[Source text]

Pure Detroit: Nine Detroiters Exhibit at Art Channel Gallery, Beijing, China
February 14th through March 15th
Selected by the Museum of New Art (MONA)
Changing Cities is a project initiated by Jef Bourgeau, director of MONA, in order to swap artists from the Detroit region with their counterparts in other cities around the world. In the latest installment of its Changing Cities artist exchange, Detroit’s Museum of New Art (MONA) will send the artwork of nine selected artists from Detroit to Art Channel Gallery in Beijing, China.
Previous exchanges have brought a show of Chicago artists to the Detroit museum in 2007. A companion exhibit was followed in February 2008 with a show of Detroiter works at ThreeWalls Gallery in Chicago. The exchange has continued throughout 2008 with Galerie Lisi Haemmerle in Bregenz (Austria), and Galerie Eva Bracke in Berlin.
Pure Detroit will be the first exhibition of Detroit artists in Beijing and will be hosted by Art Channel Gallery from February 14th to March 15th, 2009. The first exhibition of contemporary Chinese artists in Detroit will be selected by Rose Jiang of Art Channel Gallery and follow shortly at Detroit’s Museum of New Art, showing here April 25th to May 30th.
Pure Detroit artists are Kyohei Abe , Ford Wallace Ford, Mary Fortuna, Kelly Frank, Cyrus Karimipour, Marla Karimipour, Corine Vermeulen-Smith, Vagner Mendon Whitehead and Alison Wong
1. Kyohei Abe
Kyohei Abe is always attracted to the eccentric elements and unsettling juxtapositions of natural and artificial elements. He is also fascinated by the unexpected errors that exist in the structure of order. Abe continuously is looking for juxtapositions and relationships that create new perceptions, which nurtures insight into the elementary nature of things. This tends to isolate the subject matter, and looks to the complexity in the simple structure of an image. The resulting intuitive images created tell a story, and become instructive.

[/Source text]

-- Problems to work on --
1. In the Pure Detroit exhibition text, repeat the passage between "Previous exchanges have" and "Bracke in Berlin.", inclusive.
2. According to the Pure Detroit exhibition text, who will select the first exhibition of contemporary Chinese artists in Detroit?
3. Take the Pure Detroit exhibition text further, starting after its last sentence.
The items that come next are from a different source.

[Source data]

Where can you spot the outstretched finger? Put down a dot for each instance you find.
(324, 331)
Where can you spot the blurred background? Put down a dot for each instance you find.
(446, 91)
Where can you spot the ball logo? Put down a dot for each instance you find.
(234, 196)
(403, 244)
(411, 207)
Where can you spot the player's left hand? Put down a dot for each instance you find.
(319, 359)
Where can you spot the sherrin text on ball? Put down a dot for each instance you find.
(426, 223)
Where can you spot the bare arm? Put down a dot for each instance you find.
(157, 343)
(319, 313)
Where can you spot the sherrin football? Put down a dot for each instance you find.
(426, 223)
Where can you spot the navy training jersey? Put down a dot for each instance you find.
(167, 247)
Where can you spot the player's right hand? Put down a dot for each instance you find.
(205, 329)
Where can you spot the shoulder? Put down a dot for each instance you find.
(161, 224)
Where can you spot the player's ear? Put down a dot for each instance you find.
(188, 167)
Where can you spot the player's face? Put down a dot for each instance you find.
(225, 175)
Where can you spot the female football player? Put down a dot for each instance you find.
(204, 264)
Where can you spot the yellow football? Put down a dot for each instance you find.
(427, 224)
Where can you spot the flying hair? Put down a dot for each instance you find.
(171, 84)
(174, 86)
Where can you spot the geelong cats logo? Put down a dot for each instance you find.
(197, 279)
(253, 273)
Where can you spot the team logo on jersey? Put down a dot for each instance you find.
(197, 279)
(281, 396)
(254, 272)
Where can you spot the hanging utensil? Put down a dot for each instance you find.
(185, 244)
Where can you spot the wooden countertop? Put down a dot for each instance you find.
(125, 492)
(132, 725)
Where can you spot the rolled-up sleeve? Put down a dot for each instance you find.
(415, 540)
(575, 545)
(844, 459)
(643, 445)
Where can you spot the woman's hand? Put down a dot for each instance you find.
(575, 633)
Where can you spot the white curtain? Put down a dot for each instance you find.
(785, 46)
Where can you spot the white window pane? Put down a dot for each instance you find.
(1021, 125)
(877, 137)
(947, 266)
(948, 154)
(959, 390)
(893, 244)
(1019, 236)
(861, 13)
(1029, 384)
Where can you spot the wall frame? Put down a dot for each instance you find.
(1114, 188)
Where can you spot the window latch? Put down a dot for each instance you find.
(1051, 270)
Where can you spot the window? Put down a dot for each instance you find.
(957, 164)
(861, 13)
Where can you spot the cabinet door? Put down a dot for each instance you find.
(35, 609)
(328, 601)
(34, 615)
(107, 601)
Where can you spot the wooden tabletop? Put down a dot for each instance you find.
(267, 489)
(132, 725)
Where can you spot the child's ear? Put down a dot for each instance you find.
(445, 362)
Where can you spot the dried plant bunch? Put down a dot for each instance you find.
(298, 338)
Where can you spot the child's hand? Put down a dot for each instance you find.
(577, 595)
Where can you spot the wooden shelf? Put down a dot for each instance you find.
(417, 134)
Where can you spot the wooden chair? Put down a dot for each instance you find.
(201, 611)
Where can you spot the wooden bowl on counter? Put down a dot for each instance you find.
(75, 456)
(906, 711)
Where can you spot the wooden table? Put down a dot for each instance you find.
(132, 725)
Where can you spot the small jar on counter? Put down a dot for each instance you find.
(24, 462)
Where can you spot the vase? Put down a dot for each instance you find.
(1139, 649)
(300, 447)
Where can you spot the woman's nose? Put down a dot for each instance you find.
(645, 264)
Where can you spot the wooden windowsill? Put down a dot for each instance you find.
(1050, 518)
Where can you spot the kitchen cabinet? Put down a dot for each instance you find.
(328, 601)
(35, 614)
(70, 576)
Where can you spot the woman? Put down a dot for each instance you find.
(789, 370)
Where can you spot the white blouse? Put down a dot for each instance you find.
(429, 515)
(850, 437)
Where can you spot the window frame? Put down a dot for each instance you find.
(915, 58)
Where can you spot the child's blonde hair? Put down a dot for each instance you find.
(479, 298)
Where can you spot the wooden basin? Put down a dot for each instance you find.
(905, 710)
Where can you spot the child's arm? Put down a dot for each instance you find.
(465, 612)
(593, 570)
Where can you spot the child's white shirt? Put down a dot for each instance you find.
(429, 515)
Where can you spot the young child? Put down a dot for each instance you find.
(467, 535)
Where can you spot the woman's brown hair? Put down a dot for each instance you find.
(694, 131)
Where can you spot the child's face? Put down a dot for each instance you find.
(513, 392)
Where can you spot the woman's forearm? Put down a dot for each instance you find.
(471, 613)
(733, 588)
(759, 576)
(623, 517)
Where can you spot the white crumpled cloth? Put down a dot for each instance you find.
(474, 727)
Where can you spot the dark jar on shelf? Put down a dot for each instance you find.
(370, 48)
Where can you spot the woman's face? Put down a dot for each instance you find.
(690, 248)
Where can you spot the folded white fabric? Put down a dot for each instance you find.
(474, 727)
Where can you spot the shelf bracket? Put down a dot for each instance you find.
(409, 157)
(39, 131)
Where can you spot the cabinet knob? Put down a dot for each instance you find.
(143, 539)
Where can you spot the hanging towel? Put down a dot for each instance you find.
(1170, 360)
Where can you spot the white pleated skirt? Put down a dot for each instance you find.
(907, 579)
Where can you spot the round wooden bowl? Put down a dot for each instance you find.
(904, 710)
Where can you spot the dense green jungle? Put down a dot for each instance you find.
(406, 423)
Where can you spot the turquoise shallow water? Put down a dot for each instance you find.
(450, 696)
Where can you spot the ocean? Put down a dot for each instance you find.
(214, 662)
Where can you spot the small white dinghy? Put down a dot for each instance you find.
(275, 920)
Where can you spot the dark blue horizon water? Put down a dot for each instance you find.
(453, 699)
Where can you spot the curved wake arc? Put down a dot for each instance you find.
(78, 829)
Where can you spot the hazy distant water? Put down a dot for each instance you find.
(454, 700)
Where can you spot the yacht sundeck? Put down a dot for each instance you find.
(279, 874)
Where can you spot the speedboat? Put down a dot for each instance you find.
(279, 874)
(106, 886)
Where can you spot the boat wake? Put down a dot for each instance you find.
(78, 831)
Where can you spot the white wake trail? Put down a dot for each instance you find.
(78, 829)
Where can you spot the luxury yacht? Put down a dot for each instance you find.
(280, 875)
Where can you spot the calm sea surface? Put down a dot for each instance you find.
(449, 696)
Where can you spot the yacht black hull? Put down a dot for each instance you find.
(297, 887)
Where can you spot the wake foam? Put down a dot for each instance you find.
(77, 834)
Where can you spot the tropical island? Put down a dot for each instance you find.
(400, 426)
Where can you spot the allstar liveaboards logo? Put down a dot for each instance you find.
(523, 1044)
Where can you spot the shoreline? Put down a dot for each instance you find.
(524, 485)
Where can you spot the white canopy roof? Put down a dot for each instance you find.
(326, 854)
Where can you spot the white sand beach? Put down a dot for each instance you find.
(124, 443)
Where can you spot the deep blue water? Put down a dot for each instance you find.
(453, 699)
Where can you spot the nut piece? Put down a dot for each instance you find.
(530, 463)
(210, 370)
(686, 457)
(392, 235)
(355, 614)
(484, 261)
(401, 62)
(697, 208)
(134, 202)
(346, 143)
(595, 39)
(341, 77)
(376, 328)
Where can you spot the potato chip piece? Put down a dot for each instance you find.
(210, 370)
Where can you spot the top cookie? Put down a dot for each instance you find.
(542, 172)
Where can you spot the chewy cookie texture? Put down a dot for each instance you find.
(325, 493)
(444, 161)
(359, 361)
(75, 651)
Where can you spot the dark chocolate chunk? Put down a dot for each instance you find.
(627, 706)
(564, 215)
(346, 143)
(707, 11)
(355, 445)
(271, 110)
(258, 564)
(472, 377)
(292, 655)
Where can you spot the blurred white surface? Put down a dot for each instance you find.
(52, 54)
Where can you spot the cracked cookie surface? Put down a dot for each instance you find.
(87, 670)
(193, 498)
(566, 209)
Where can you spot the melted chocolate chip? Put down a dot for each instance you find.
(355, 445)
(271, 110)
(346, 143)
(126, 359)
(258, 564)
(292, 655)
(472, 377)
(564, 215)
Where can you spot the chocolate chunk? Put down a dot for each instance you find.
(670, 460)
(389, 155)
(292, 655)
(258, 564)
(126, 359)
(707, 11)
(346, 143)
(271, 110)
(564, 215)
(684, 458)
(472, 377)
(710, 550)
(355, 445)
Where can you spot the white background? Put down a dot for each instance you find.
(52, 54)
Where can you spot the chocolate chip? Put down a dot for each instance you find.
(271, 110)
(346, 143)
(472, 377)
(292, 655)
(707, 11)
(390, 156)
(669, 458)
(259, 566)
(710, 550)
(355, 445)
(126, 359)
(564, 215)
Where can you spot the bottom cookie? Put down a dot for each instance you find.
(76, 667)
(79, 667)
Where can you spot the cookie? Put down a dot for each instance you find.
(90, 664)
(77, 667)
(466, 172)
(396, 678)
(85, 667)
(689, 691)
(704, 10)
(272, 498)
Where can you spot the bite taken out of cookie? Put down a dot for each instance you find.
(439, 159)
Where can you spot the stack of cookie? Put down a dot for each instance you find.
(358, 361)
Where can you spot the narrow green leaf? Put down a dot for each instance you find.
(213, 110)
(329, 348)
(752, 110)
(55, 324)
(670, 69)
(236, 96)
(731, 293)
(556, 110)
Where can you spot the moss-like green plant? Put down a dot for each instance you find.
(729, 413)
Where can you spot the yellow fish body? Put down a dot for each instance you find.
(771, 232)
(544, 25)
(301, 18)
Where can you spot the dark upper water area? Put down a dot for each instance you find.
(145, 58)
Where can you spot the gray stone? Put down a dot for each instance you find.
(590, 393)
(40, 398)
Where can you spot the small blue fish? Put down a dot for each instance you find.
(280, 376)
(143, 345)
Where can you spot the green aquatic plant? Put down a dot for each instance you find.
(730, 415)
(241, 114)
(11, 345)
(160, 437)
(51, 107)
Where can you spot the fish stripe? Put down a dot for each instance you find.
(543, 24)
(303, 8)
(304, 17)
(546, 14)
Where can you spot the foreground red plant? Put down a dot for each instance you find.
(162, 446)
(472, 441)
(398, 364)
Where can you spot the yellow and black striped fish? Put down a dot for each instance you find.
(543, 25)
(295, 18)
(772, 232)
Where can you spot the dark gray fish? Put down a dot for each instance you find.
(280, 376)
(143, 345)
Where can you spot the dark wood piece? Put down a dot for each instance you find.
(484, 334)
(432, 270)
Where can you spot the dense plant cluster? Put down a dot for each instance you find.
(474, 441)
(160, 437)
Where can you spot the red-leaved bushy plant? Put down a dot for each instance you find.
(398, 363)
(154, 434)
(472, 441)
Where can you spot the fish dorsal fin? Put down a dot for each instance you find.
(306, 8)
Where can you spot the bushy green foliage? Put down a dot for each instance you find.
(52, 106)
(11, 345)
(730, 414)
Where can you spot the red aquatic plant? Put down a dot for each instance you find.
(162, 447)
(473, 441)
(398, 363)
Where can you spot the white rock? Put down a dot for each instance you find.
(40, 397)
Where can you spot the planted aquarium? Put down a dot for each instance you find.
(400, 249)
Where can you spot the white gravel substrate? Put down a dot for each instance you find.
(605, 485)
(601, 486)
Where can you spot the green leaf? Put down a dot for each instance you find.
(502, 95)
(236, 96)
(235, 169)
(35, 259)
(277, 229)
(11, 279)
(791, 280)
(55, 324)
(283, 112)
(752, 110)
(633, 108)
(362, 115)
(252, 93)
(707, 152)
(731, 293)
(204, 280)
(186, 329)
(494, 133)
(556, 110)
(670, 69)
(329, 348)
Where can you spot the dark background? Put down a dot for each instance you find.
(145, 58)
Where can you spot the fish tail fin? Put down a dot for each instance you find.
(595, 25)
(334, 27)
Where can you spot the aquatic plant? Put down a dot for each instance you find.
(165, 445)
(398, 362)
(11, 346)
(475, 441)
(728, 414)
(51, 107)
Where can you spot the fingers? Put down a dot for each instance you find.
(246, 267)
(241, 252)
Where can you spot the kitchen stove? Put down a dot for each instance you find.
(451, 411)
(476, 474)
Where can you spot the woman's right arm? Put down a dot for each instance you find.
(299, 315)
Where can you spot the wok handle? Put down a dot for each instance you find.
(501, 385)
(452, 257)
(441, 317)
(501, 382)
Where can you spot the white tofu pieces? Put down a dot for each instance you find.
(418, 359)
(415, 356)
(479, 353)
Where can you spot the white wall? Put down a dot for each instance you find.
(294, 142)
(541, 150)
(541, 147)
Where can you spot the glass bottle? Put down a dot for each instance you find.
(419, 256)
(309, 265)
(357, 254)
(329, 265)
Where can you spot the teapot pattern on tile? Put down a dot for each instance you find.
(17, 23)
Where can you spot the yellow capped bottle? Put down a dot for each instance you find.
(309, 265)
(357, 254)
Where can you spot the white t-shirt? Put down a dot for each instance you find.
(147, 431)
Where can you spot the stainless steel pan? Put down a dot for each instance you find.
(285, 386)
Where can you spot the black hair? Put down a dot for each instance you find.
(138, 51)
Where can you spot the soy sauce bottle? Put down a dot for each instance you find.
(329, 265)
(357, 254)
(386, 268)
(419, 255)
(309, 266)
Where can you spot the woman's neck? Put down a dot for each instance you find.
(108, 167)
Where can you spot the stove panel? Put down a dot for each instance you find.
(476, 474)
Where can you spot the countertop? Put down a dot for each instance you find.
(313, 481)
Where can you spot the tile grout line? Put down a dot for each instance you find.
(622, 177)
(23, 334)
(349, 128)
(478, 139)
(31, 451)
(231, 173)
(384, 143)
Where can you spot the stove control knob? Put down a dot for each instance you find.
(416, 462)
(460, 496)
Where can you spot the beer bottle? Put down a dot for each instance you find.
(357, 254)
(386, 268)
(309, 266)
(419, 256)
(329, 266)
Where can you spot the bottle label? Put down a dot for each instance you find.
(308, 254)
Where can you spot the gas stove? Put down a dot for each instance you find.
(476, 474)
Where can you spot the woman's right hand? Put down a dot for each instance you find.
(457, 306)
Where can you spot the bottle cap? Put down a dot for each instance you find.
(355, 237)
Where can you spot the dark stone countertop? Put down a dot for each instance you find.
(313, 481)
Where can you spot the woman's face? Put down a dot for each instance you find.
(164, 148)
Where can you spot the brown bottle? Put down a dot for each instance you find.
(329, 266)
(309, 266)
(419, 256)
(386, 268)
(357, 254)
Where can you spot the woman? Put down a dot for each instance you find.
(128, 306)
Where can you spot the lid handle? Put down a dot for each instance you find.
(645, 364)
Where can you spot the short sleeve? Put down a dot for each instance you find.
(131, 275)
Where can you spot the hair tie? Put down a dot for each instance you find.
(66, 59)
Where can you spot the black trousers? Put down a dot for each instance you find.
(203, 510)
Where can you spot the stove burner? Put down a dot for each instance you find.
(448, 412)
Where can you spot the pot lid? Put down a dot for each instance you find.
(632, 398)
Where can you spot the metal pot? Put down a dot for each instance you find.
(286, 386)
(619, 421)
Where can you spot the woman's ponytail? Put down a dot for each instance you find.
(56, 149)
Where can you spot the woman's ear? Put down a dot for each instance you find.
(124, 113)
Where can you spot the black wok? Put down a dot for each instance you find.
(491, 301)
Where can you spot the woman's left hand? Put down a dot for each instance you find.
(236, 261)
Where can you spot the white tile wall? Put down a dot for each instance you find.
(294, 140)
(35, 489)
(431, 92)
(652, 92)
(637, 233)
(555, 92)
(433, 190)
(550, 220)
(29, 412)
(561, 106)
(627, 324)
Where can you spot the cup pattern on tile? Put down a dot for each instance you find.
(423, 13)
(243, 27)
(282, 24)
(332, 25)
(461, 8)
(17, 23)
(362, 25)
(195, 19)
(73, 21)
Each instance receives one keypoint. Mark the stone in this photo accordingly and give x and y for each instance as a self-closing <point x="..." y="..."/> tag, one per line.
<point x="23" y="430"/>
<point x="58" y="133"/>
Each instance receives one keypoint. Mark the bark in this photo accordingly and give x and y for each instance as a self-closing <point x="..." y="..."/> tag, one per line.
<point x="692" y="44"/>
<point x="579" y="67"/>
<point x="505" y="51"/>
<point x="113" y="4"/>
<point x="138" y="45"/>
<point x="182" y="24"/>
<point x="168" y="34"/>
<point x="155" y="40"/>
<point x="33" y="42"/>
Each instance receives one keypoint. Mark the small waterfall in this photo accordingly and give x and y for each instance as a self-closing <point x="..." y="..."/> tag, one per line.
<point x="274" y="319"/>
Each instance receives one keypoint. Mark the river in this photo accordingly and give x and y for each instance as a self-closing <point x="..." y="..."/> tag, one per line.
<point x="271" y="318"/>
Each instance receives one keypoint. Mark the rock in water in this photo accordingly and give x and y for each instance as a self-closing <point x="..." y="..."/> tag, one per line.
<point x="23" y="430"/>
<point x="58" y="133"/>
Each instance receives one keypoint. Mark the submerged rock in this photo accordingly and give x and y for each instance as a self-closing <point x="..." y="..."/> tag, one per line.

[/Source data]

-- Exercise responses --
1.
Previous exchanges have brought a show of Chicago artists to the Detroit museum in 2007. A companion exhibit was followed in February 2008 with a show of Detroiter works at ThreeWalls Gallery in Chicago. The exchange has continued throughout 2008 with Galerie Lisi Haemmerle in Bregenz (Austria), and Galerie Eva Bracke in Berlin.

2. Rose Jiang of Art Channel Gallery.

3.
A Japanese national, Kyohei has lived in the States since 1993. He earned a BFA in Photography from the College for Creative Studies in 1999, and was given CCS’ Artistic Achievement Award. In 2002, Kyohei earned his MFA in Photography from Cranbrook Academy. Working in the medical field as a Retinal Angiographer by day, Kyohei is also an adjunct professor at local universities where he develops curricula and teaches all levels in photography. Kyohei has been showing his works nationally and internationally.
2. Ford Wallace Ford
Ford Wallace Ford was declared a ward of the state at the age of four. Ford’s mother, unable to financially care for the child, had the young boy interned at the Pontiac State Hospital Children’s Ward until he was legally of age, at which time he was released into a half-way house.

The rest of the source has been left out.